◆ **Selected excerpt**
SOCIAL SECURITY RULING
TITLES II AND XVI: EVALUATION OF DISABILITY AND BLINDNESS IN INITIAL CLAIMS FOR INDIVIDUALS AGED 65 OR OLDER
PURPOSE: To clarify SSA’s standards and procedures for the adjudication of titles II and XVI
of the Social Security Act (the Act) disability and blindness claims for individuals
aged 65 or older. In particular, this Ruling explains that:
In general, the regulations and procedures for determining disability for adults who
are under age 65 are used when determining whether an individual aged 65 or older
Adjudicators are required to consider any impairment(s) the individual has, including
those that are often found in older individuals.
If an individual aged 72 or older has a medically determinable impairment, that impairment
will be considered to be “severe”.
If the individual’s impairment(s) prevents the performance of his or her past relevant
work (PRW), or if the individual does not have PRW, the adjudicator must consider
two special medical-vocational profiles showing an inability to make an adjustment
to other work before referring to appendix 2 to subpart P of 20 CFR Part 404.
Generally, adjudicators should use the rules for individuals aged 60-64 when determining
whether an individual aged 65 or older can adjust to other work.
Some individuals aged 65 or older may not understand, or be able to comply with, our
requests to submit evidence or attend a consultative examination (CE). Therefore,
adjudicators must make special efforts in situations in which it appears that an individual
aged 65 or older may not be cooperating.
CITATIONS: Section 5301 of Public Law (P.L.) 105-33, sections 402 and 431 of P.L. 104-193, as
amended, sections 216(l), 223(a)(1), 223(d), 1614(a), 1616, 1619(b) and 1621(f)(1)
of the Act, as amended; 20 CFR Part 404, subpart P, appendices 1 and 2, sections 404.1501-1599
and 20 CFR Part 416, subpart 1, sections 416.901-416.923, 416.925- 416.926, 416.927-416.986,
416.988-416.994, and 416.995-416.998.

◆ **Given entries**
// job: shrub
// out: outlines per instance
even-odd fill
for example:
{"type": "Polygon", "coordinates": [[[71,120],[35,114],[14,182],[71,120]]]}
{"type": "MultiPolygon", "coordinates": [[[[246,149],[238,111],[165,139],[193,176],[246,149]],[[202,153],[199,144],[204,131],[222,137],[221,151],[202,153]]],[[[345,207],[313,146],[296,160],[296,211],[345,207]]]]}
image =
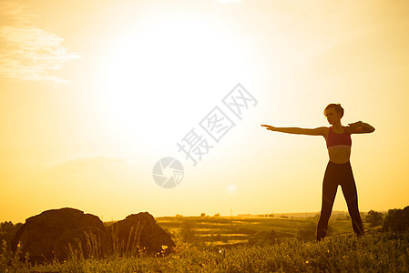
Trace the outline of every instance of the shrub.
{"type": "Polygon", "coordinates": [[[370,228],[381,226],[383,221],[383,215],[381,212],[370,210],[365,217],[365,221],[370,228]]]}
{"type": "Polygon", "coordinates": [[[404,209],[389,209],[383,228],[394,232],[409,230],[409,206],[404,209]]]}

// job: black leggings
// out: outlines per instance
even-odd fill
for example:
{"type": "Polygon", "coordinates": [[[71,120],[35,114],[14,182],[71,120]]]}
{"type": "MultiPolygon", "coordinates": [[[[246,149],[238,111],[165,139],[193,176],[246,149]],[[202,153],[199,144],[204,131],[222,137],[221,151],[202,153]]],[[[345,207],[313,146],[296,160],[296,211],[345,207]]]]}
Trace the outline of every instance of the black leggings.
{"type": "Polygon", "coordinates": [[[327,234],[328,220],[332,211],[338,185],[343,188],[343,197],[348,205],[348,211],[353,222],[353,231],[356,235],[363,235],[363,225],[358,209],[358,195],[356,193],[355,180],[353,179],[351,163],[343,164],[328,162],[322,183],[322,207],[318,221],[317,240],[321,240],[327,234]]]}

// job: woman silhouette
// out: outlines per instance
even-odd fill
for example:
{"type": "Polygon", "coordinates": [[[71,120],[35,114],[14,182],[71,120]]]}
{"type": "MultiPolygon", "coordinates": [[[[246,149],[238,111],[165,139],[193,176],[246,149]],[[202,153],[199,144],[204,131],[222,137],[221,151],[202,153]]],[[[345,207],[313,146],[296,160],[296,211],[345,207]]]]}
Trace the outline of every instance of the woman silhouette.
{"type": "Polygon", "coordinates": [[[343,108],[340,104],[328,105],[323,114],[327,117],[330,127],[298,128],[298,127],[274,127],[261,125],[267,130],[311,136],[322,136],[325,138],[330,160],[325,169],[322,183],[322,203],[321,217],[317,227],[317,240],[325,238],[327,234],[328,220],[332,211],[338,185],[341,185],[343,197],[348,206],[348,211],[353,222],[353,231],[357,236],[363,235],[363,225],[358,209],[358,196],[355,180],[350,163],[351,135],[372,133],[375,129],[367,123],[358,121],[343,126],[341,118],[343,116],[343,108]]]}

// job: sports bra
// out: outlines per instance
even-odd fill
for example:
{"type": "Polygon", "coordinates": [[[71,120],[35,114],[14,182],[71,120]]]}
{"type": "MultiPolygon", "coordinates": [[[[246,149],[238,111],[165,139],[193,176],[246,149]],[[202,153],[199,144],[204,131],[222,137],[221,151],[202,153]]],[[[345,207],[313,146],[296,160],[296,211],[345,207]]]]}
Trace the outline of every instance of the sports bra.
{"type": "Polygon", "coordinates": [[[328,131],[328,136],[326,139],[327,148],[333,149],[337,147],[351,147],[353,140],[351,139],[351,134],[343,131],[342,134],[336,134],[332,131],[332,126],[328,131]]]}

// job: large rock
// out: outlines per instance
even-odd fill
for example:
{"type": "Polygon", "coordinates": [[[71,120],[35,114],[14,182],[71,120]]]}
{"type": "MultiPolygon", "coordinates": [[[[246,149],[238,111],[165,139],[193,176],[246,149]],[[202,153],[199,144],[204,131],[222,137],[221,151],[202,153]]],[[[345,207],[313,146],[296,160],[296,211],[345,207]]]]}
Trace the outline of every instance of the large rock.
{"type": "Polygon", "coordinates": [[[113,238],[113,251],[120,256],[135,256],[140,250],[147,254],[167,255],[175,243],[148,212],[128,216],[109,228],[113,238]]]}
{"type": "Polygon", "coordinates": [[[38,263],[67,259],[73,253],[84,258],[104,256],[112,249],[109,231],[99,217],[69,207],[27,218],[12,240],[13,251],[19,242],[22,257],[28,252],[30,261],[38,263]]]}
{"type": "Polygon", "coordinates": [[[141,249],[147,254],[166,255],[175,247],[170,235],[148,212],[130,215],[106,228],[97,217],[69,207],[27,218],[12,240],[13,251],[19,243],[21,258],[28,252],[33,263],[101,258],[112,253],[137,256],[141,249]]]}

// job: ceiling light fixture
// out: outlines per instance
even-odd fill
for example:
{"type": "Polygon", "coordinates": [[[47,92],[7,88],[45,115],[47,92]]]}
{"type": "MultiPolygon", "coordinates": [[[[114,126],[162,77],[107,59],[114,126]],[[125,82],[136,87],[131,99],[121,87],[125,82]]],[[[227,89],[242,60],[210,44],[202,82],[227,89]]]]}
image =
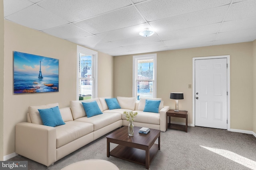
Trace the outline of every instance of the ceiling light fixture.
{"type": "Polygon", "coordinates": [[[148,28],[145,28],[140,33],[140,35],[142,37],[149,37],[152,35],[154,32],[152,30],[150,30],[148,28]]]}

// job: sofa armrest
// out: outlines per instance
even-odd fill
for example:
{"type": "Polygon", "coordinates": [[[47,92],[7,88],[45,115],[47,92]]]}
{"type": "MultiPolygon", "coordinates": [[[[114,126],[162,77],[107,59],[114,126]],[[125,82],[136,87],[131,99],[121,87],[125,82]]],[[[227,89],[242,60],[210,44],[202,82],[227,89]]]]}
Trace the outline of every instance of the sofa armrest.
{"type": "Polygon", "coordinates": [[[160,110],[160,130],[165,132],[166,130],[166,112],[170,109],[170,107],[164,106],[160,110]]]}
{"type": "Polygon", "coordinates": [[[15,152],[46,166],[56,162],[56,129],[28,122],[15,126],[15,152]]]}

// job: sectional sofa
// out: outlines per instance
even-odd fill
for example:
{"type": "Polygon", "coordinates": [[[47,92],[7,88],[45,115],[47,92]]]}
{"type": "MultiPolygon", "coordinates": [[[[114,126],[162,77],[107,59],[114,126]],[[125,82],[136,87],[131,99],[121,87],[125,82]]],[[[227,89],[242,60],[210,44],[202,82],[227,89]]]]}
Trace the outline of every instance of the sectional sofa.
{"type": "Polygon", "coordinates": [[[54,127],[44,125],[38,109],[55,108],[58,103],[30,106],[27,122],[15,126],[15,152],[49,166],[102,136],[128,125],[124,111],[138,113],[134,122],[136,126],[166,131],[169,107],[164,106],[161,98],[148,99],[161,101],[158,113],[154,113],[144,111],[148,100],[145,98],[138,102],[135,98],[117,97],[121,108],[110,109],[105,100],[108,98],[70,101],[70,107],[59,109],[64,124],[54,127]],[[88,117],[83,103],[94,101],[102,113],[88,117]]]}

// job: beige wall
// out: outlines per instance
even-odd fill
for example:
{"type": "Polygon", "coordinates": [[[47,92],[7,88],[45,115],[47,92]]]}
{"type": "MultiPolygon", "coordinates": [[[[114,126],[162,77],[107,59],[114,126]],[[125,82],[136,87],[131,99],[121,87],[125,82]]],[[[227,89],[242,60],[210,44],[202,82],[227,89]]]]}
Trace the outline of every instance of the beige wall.
{"type": "Polygon", "coordinates": [[[98,96],[112,97],[114,94],[113,56],[98,52],[98,96]]]}
{"type": "MultiPolygon", "coordinates": [[[[4,156],[6,156],[15,152],[15,125],[26,121],[28,106],[58,102],[63,107],[76,100],[77,45],[7,20],[4,23],[4,87],[1,89],[4,90],[4,156]],[[14,51],[59,59],[59,91],[14,94],[14,51]]],[[[113,75],[106,71],[113,70],[113,57],[99,53],[98,64],[98,88],[105,89],[99,90],[98,96],[113,96],[113,75]]]]}
{"type": "Polygon", "coordinates": [[[253,54],[253,129],[254,132],[256,134],[256,40],[252,43],[252,51],[253,54]]]}
{"type": "MultiPolygon", "coordinates": [[[[174,109],[170,92],[183,92],[184,99],[179,102],[179,109],[188,111],[188,123],[192,123],[192,89],[188,86],[192,84],[192,57],[230,55],[230,128],[252,131],[252,45],[249,42],[155,53],[157,54],[157,97],[174,109]],[[242,94],[246,100],[241,98],[242,94]]],[[[132,56],[114,57],[114,96],[132,96],[132,56]]],[[[183,119],[174,120],[184,122],[183,119]]]]}
{"type": "Polygon", "coordinates": [[[4,156],[4,3],[0,0],[0,160],[4,156]]]}

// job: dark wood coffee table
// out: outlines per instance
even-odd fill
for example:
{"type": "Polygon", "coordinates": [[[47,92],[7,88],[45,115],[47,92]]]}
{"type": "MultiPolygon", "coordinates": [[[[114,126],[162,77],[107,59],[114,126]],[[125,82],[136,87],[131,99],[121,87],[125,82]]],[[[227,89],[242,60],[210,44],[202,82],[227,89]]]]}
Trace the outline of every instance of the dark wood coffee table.
{"type": "Polygon", "coordinates": [[[128,135],[128,127],[124,126],[107,138],[107,156],[112,156],[146,166],[147,169],[158,150],[160,150],[160,131],[150,129],[147,134],[139,133],[141,127],[134,127],[133,136],[128,135]],[[158,144],[154,143],[157,138],[158,144]],[[110,143],[118,144],[111,151],[110,143]]]}

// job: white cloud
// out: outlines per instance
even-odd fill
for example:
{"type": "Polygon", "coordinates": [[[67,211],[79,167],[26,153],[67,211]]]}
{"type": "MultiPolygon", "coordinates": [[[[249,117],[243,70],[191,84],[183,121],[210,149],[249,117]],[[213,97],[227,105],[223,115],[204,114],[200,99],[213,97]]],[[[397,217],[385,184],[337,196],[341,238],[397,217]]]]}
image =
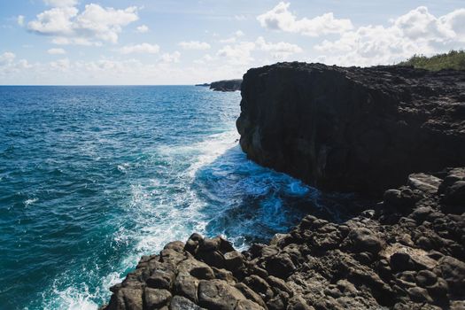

◆ **Task**
Rewrite the Social Security ruling from "CITATIONS: Section 5301" up to and including "1619(b) and 1621(f)(1)", replacing "CITATIONS" with "REFERENCES". Rely solely on the Social Security ruling.

◆ **Task response**
REFERENCES: Section 5301 of Public Law (P.L.) 105-33, sections 402 and 431 of P.L. 104-193, as
amended, sections 216(l), 223(a)(1), 223(d), 1614(a), 1616, 1619(b) and 1621(f)(1)